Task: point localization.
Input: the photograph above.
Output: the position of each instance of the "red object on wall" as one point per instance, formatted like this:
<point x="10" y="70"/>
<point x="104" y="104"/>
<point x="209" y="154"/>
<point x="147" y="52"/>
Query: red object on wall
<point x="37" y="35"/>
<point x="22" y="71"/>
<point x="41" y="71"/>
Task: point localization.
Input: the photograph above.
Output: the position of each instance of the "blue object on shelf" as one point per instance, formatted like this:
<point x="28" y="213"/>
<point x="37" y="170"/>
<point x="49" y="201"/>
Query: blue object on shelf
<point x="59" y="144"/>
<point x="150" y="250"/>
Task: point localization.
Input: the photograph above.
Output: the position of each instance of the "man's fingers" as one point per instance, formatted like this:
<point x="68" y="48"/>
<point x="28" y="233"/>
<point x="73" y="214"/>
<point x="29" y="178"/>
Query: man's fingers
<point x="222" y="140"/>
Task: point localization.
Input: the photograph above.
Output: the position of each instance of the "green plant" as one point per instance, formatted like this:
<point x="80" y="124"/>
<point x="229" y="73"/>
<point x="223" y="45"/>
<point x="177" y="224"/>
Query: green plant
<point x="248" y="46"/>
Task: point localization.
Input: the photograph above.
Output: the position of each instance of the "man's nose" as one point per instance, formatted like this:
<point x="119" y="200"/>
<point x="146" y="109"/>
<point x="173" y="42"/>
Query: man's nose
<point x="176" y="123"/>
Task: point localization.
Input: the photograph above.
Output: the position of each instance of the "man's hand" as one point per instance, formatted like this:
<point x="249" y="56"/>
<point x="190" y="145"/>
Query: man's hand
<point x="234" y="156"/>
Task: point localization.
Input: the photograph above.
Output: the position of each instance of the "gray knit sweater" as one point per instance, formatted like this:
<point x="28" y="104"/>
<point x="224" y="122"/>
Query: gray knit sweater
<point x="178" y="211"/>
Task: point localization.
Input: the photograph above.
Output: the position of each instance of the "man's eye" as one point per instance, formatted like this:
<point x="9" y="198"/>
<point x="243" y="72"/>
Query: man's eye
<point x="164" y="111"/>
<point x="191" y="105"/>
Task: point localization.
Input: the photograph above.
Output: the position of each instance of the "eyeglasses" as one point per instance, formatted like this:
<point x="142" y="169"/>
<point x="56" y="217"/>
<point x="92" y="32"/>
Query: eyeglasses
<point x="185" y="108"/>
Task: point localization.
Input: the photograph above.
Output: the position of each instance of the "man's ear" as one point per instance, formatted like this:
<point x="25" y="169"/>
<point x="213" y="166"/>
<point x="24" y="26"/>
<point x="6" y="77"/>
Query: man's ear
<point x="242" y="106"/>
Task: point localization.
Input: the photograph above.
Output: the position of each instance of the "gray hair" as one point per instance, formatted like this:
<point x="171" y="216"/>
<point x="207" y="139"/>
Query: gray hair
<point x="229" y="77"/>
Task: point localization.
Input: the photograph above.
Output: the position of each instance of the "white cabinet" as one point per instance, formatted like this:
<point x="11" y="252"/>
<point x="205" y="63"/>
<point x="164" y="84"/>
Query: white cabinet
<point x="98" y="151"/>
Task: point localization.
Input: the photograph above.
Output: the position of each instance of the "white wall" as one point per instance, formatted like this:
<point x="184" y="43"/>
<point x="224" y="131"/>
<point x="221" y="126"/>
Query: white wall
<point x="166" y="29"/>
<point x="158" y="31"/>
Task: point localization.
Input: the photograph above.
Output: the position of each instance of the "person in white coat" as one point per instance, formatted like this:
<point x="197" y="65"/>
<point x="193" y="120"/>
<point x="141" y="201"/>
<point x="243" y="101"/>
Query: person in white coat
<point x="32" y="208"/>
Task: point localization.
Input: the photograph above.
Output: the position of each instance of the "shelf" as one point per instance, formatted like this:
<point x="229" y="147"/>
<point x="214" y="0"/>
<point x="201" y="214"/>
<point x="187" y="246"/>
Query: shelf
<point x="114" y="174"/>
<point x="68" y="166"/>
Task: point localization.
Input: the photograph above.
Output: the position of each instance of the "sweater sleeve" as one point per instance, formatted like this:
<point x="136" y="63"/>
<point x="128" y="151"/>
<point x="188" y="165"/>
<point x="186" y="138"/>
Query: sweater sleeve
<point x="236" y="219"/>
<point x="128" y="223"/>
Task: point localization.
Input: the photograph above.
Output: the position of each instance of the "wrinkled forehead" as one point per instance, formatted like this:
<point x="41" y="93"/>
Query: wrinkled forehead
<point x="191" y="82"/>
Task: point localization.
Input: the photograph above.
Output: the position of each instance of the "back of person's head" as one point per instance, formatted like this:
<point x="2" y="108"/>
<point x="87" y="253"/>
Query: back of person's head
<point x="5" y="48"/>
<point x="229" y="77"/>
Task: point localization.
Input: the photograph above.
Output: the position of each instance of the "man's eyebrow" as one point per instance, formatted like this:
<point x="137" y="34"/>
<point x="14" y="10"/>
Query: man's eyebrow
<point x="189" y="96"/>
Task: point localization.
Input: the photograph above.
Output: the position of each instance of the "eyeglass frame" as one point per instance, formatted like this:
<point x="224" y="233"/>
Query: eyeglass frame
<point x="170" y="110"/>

★ ★ ★ ★

**WHAT YOU SHOULD DO:**
Each line above needs to be output again, exactly as shown.

**ANSWER BOX:**
Task: point localization.
Input: the photograph above.
Output: the position of each instance of the "red object on wall" as one point per instance, formatted like this:
<point x="10" y="70"/>
<point x="104" y="104"/>
<point x="209" y="154"/>
<point x="147" y="52"/>
Query: red object on wall
<point x="37" y="35"/>
<point x="22" y="71"/>
<point x="41" y="71"/>
Task: point localization.
Input: the photograph above.
Output: the position of each instance of the "blue object on shelf" as one point per instance, formatted like this:
<point x="28" y="213"/>
<point x="37" y="170"/>
<point x="49" y="201"/>
Query: blue object on shelf
<point x="59" y="144"/>
<point x="150" y="250"/>
Task: point localization.
Input: the photograph above.
Output: the position of each instance of the "man's fingers" as one point per instance, formatted like this:
<point x="68" y="48"/>
<point x="28" y="233"/>
<point x="73" y="214"/>
<point x="29" y="178"/>
Query: man's fingers
<point x="222" y="140"/>
Task: point localization.
Input: the photograph above.
Output: the position of each instance of the "green plant" as one point per instance, formatted like this:
<point x="80" y="124"/>
<point x="229" y="73"/>
<point x="223" y="45"/>
<point x="177" y="224"/>
Query: green plant
<point x="248" y="46"/>
Task: point localization.
Input: the photograph above.
Output: the position of each instance of the "man's nose" as one point per instance, formatted like this:
<point x="119" y="200"/>
<point x="146" y="109"/>
<point x="173" y="42"/>
Query: man's nose
<point x="176" y="123"/>
Task: point localization.
Input: the photograph above.
Output: the position of each instance of the "man's hand" as one point per instance, formatted like this:
<point x="249" y="56"/>
<point x="190" y="145"/>
Query: man's hand
<point x="234" y="156"/>
Task: point localization.
Input: the photograph above.
Output: the position of each instance of the "gray knit sweater" as one point per instance, formatted like this:
<point x="28" y="104"/>
<point x="224" y="122"/>
Query: gray knit sweater
<point x="178" y="211"/>
Task: point localization.
Input: the photograph above.
Output: the position of each instance of the "man's eye" as one point per instance, formatted like this:
<point x="9" y="198"/>
<point x="243" y="72"/>
Query: man's eye
<point x="164" y="111"/>
<point x="191" y="105"/>
Task: point localization.
Input: the photograph above.
Output: the position of each instance of the "eyeglasses" as one point per instance, formatted like this:
<point x="142" y="169"/>
<point x="56" y="217"/>
<point x="92" y="32"/>
Query: eyeglasses
<point x="185" y="108"/>
Task: point localization.
Input: the photograph above.
Output: the position of each instance of the "man's ear" as one point per instance, formatted like this:
<point x="25" y="169"/>
<point x="213" y="166"/>
<point x="24" y="26"/>
<point x="6" y="77"/>
Query: man's ear
<point x="242" y="106"/>
Task: point localization.
Input: the photograph above.
Output: the position of each instance of the "gray hair" as one point per instance, formatted like this:
<point x="171" y="216"/>
<point x="207" y="139"/>
Query: gray hair
<point x="229" y="77"/>
Task: point localization.
Input: the photograph above.
Output: the position of each instance of the "white cabinet" as one point per instance, formatted like this:
<point x="11" y="252"/>
<point x="205" y="63"/>
<point x="164" y="84"/>
Query: white cabinet
<point x="98" y="151"/>
Task: point localization.
Input: the photograph above.
Output: the position of each instance of the "white wall" as one point per instance, formatted like this:
<point x="184" y="43"/>
<point x="224" y="131"/>
<point x="221" y="126"/>
Query: white wall
<point x="166" y="29"/>
<point x="158" y="31"/>
Task: point localization.
Input: the photograph above.
Output: the position of each instance of the "person in white coat" as one point per instance, formatted like this:
<point x="197" y="65"/>
<point x="193" y="120"/>
<point x="141" y="201"/>
<point x="243" y="101"/>
Query: person in white coat
<point x="32" y="208"/>
Task: point localization.
Input: the photograph above.
Output: the position of each instance of the "shelf" as one point per instance, formatted like this:
<point x="229" y="147"/>
<point x="214" y="0"/>
<point x="201" y="214"/>
<point x="187" y="246"/>
Query: shelf
<point x="114" y="174"/>
<point x="68" y="166"/>
Task: point localization.
Input: the photograph above.
Output: the position of each instance of the "sweater sleeve" as one point per instance, formatted like this:
<point x="136" y="63"/>
<point x="128" y="151"/>
<point x="188" y="165"/>
<point x="186" y="138"/>
Query: sweater sleeve
<point x="236" y="219"/>
<point x="128" y="223"/>
Task: point localization.
Input: the photograph above.
Output: the position of each instance of the "wrinkled forehead" as one point per instance, formatted like this:
<point x="41" y="93"/>
Query: wrinkled forehead
<point x="191" y="82"/>
Task: point localization.
Input: the photograph above.
Output: the position of each instance of the "back of person's head" as one point per instance, formatted like this:
<point x="2" y="108"/>
<point x="87" y="253"/>
Query: back of person's head
<point x="5" y="48"/>
<point x="229" y="77"/>
Task: point localization.
Input: the photograph above.
Output: the position of each instance of the "man's eyebrow" as one point per instance, formatted like this:
<point x="137" y="34"/>
<point x="14" y="10"/>
Query: man's eyebrow
<point x="189" y="96"/>
Task: point localization.
Input: the photograph above.
Output: the position of each instance of the "eyeglass frame" as one point per instance, formatted like this:
<point x="224" y="233"/>
Query: eyeglass frame
<point x="170" y="110"/>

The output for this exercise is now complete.